::: Provided passage
- Conference: Southern Conference
- Record: 3–6–1 (0–4–1 SoCon)
- Head coach: Eugene Oberst (2nd season);
- Home stadium: Wilson Field

= 1930 Washington and Lee Generals football team =

American college football season

The 1930 Washington and Lee Generals football team was an American football team that represented Washington and Lee University during the 1930 college football season as a member of the Southern Conference. In their second year under head coach Eugene Oberst, the team compiled an overall record of 3–6–1, with a mark of 0–4–1 in conference play, finishing in 22nd place in the SoCon.
::::::
→ **Tasks to complete**
[A] The passage on the 1930 Generals gives two records for the team, 3–6–1 and 0–4–1. Explain what each one covers.
[B] List every field name in the short summary lines at the top of the passage on the 1930 Generals.
::: Record list
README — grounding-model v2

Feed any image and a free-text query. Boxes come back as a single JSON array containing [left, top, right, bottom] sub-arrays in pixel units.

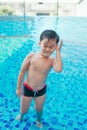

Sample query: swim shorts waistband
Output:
[[24, 81, 46, 92]]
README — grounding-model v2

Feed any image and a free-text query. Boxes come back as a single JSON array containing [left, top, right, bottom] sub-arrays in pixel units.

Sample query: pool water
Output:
[[0, 16, 87, 130]]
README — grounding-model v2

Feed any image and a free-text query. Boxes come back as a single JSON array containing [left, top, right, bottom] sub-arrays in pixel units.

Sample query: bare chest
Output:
[[30, 57, 51, 73]]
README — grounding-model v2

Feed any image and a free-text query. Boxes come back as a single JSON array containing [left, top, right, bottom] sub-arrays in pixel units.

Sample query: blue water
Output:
[[0, 16, 87, 130]]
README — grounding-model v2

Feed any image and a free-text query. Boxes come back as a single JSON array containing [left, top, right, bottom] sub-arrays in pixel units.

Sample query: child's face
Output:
[[39, 38, 57, 57]]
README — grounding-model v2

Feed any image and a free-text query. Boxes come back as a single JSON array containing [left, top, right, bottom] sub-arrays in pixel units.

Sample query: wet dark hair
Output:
[[40, 30, 59, 44]]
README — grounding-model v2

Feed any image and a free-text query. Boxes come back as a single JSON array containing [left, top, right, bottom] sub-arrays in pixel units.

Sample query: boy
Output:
[[16, 30, 62, 128]]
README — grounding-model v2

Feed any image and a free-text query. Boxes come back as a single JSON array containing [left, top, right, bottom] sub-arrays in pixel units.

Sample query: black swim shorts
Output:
[[23, 81, 46, 97]]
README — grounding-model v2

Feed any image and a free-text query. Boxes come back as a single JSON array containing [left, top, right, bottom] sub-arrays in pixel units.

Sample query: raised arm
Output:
[[53, 40, 63, 72]]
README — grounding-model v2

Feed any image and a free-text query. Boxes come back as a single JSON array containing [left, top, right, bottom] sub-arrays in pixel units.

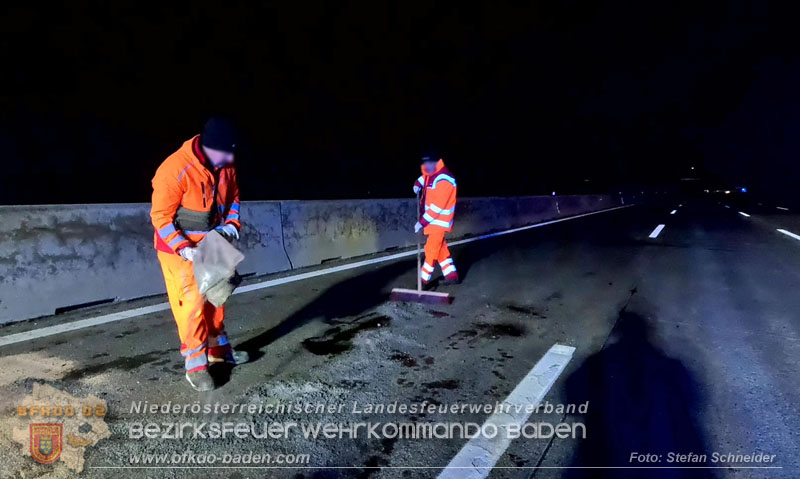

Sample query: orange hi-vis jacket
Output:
[[150, 135, 241, 254], [417, 159, 456, 234]]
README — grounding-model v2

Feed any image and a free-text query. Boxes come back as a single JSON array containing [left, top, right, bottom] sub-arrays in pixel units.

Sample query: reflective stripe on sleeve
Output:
[[425, 203, 456, 215]]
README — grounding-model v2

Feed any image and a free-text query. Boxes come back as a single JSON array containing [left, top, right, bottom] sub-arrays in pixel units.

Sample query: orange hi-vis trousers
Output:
[[419, 228, 458, 283], [157, 251, 231, 371]]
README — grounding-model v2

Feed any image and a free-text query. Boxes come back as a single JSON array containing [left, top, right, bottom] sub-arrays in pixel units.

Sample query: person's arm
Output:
[[150, 168, 191, 253], [217, 170, 242, 241], [419, 181, 456, 228]]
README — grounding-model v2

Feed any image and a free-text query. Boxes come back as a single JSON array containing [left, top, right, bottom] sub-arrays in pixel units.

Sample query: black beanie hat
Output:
[[420, 151, 439, 163], [200, 116, 237, 153]]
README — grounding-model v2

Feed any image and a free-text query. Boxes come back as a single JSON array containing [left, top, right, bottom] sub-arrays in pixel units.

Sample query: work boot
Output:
[[208, 348, 250, 366], [442, 273, 461, 284], [186, 369, 214, 392]]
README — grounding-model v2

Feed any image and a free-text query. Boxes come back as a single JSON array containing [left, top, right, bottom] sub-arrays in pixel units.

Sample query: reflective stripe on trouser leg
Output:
[[158, 251, 209, 370], [203, 303, 231, 357], [419, 262, 433, 281], [420, 228, 444, 281], [439, 258, 456, 277], [439, 240, 458, 279]]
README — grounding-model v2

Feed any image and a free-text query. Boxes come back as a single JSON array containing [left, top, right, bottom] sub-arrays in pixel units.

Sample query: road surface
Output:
[[0, 198, 800, 479]]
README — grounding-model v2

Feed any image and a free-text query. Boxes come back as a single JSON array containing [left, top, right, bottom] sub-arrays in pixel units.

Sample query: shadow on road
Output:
[[237, 260, 416, 359], [564, 312, 716, 479]]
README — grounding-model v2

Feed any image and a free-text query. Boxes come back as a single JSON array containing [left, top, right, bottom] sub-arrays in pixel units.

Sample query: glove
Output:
[[214, 224, 239, 241], [178, 246, 197, 261]]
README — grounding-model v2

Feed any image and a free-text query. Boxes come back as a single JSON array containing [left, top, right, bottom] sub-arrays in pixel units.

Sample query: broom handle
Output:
[[414, 192, 422, 293]]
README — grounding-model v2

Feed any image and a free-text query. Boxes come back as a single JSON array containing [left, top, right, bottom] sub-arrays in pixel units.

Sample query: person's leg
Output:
[[419, 228, 444, 283], [158, 251, 208, 380], [437, 238, 458, 282], [203, 302, 231, 363]]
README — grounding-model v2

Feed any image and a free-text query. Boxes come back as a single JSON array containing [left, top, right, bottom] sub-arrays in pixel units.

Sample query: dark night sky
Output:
[[0, 1, 800, 204]]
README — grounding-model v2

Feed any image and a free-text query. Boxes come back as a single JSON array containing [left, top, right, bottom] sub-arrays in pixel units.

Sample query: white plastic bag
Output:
[[192, 230, 244, 307]]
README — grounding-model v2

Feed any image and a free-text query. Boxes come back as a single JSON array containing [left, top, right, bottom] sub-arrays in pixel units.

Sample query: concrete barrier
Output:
[[0, 195, 620, 324], [0, 204, 164, 323], [236, 201, 291, 275], [0, 201, 290, 324], [281, 199, 415, 268]]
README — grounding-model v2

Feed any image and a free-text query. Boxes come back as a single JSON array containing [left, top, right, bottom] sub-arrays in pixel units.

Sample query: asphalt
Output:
[[0, 196, 800, 479]]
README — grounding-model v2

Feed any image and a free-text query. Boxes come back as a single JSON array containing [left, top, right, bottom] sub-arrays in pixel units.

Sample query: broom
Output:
[[389, 193, 453, 304]]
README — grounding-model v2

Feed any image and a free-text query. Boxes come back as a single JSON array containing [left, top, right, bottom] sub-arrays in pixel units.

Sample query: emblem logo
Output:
[[31, 424, 62, 464]]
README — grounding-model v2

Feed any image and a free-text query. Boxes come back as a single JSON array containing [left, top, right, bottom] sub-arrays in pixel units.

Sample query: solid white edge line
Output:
[[649, 225, 667, 238], [438, 344, 575, 479], [778, 228, 800, 241], [0, 204, 635, 347]]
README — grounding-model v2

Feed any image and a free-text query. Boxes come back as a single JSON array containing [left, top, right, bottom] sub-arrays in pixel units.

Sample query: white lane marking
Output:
::::::
→ **Written responses**
[A] The 3–6–1 mark is the team's overall record for the 1930 season. The 0–4–1 mark covers only its games in Southern Conference play.

[B] Conference, Record, Head coach, Home stadium